(Exercise passage)
Musings from an old programmer
A few of my thoughts on data management
I might be old, but I am not ancient. I never swapped out any of those big tape reels you see in documentaries about the Apollo space program. I never fed a program I wrote into a mainframe using a stack of punch cards. But I came of age at the dawn of the ‘Personal Computing’ revolution, so I am definitely old compared to those young programmers just getting started. I wrote my first program (in BASIC) on an Apple II computer (I think it was the Plus model) that my high school bought for the math department back in 1980 (or was it 1981?).
Since computing resources were very scarce (and expensive) I learned to program when the size and efficiency of the running code were paramount. Memory was measured in Kilobytes. CPUs barely ran in the MHz range. Floppy disks were the norm. It took several minutes to boot your computer. Unlike today, when few programmers pay much attention to optimizing every line of code; I would often spend hours fine tuning a single function.
It feels like efficiency is a lost art in many of today’s programs. With so much cheap memory, multi-core CPUs, and fast storage devices; almost all the emphasis is placed on getting a program finished quickly instead of worrying much about how efficient it makes use of those resources. If a program passes all of the functional tests, it is often declared finished and ready to ship.
I understand the market pressures that drive this kind of development. First-to-market is very important. Scale-out web services in the cloud hide a lot of inefficiencies in code. If the service starts bogging down when a million customers come online, just spin up a few more servers and the problem is solved, right?
It is often only when their bills for cloud services (or the electric bill if they host their own hardware) starts reaching astronomical heights that many companies start really paying attention to code efficiency. When the mounting effects of slow code, bloated software, and inefficient data storage methods start hitting the bean counters in the pocketbooks; management finally (and often reluctantly) starts to focus on optimizing them.

(Raw data)
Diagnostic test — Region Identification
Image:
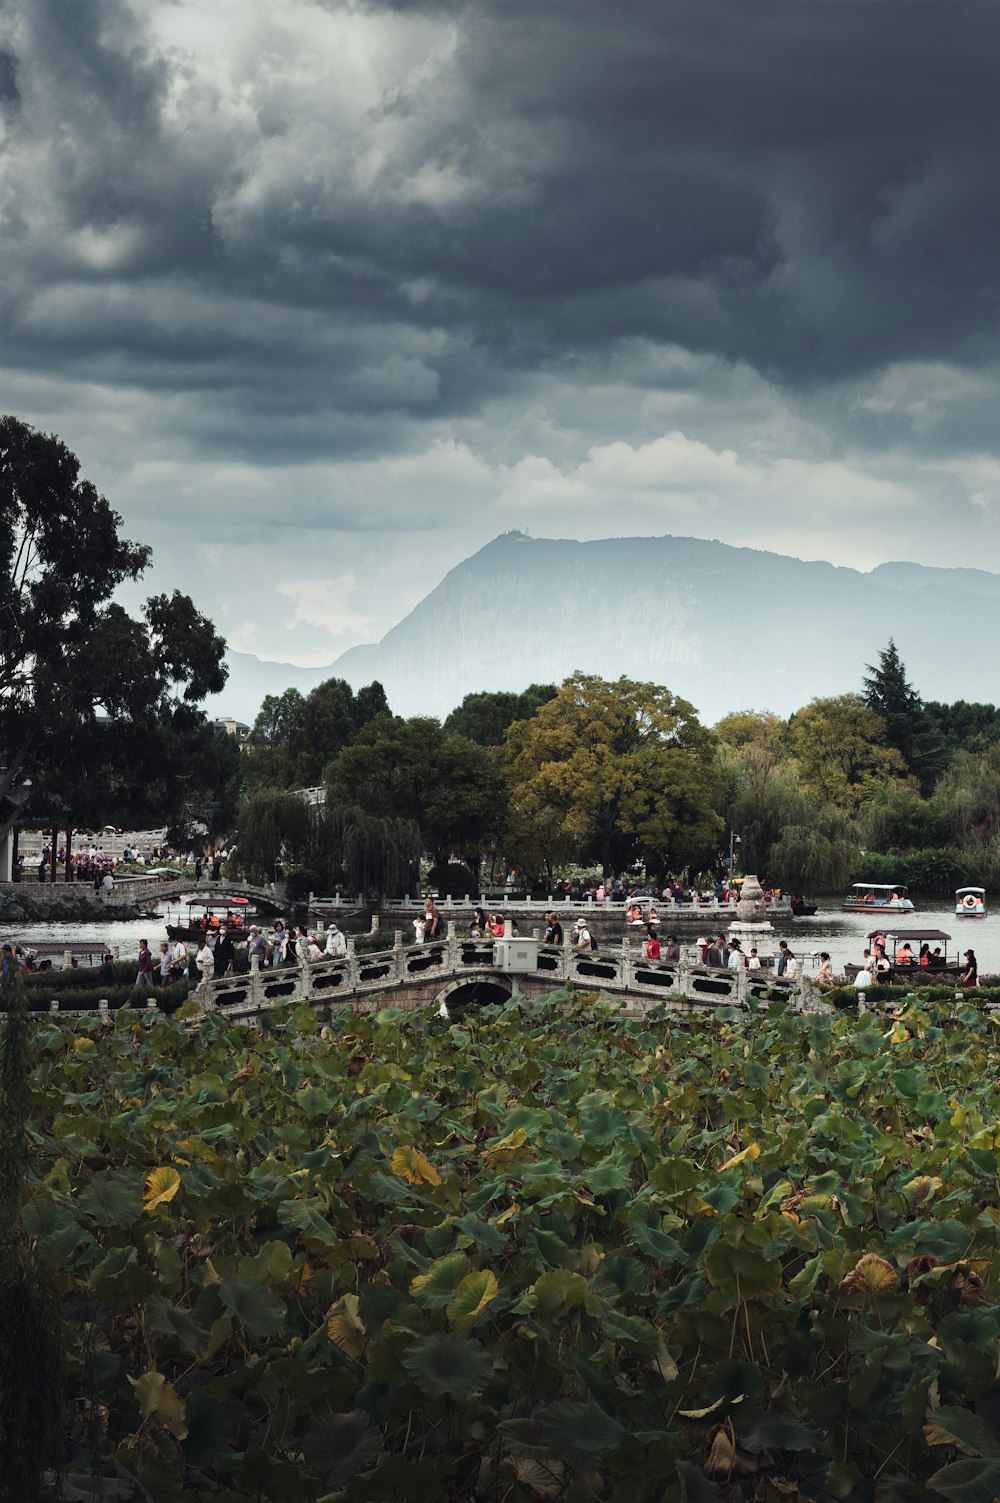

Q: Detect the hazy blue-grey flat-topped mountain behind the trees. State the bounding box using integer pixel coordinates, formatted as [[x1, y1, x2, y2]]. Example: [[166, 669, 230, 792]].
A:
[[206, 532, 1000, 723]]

(Work required) Carry on the musings on programming efficiency above, starting with the sentence that follows the last one given.

(Output for this exercise)
In spite of all the amazing advancements in computer hardware, data can always outgrow the capacity to handle it. It is simply much easier to generate and store more and more data than it is to double or triple the hardware capacity. Even when some hardware can be upgraded easily and cheaply, there may still be bottlenecks that can bog things down.
One area where this is most noticeable is with hard disk drives. Drives now have capacities that are about 1000 times bigger than they were just 20 years ago. But they are only about 5-10 times faster at reading and writing the data. That means it can take over 100 times as long to fill up (or restore from backup) a full drive today as it did in the recent past. SSDs are much faster than hard drives, but they are still much more expensive for storing large amounts of data.
Databases now have tables with hundreds of millions of rows. CPUs sometimes have to process billions of data points to generate a single report. Users often have to search through tens of millions of files to find the one they misplaced. With the ever growing volume of data, there is a great need for better and more efficient ways of managing it all.
Whenever I talk about efficiency in data management, I often refer to Einstein’s famous equation… E = mc2. This equation describes the relationship between matter and energy. When an atomic bomb explodes, an enormous amount of energy is released even though only a small amount of fissionable material is converted within the bomb. This is because the ‘c’ in the equation is a really big number (the speed of light) and it is squared. Even a small increase in the amount of matter being destroyed will result in a big difference in the amount of energy released.
The same concept applies to the storage and processing of data. If time, energy or storage space is multiplied by some really big numbers then the effect can be tremendous. Code is often written and tested with smaller numbers in mind, but data can grow to billions or even trillions of individual pieces.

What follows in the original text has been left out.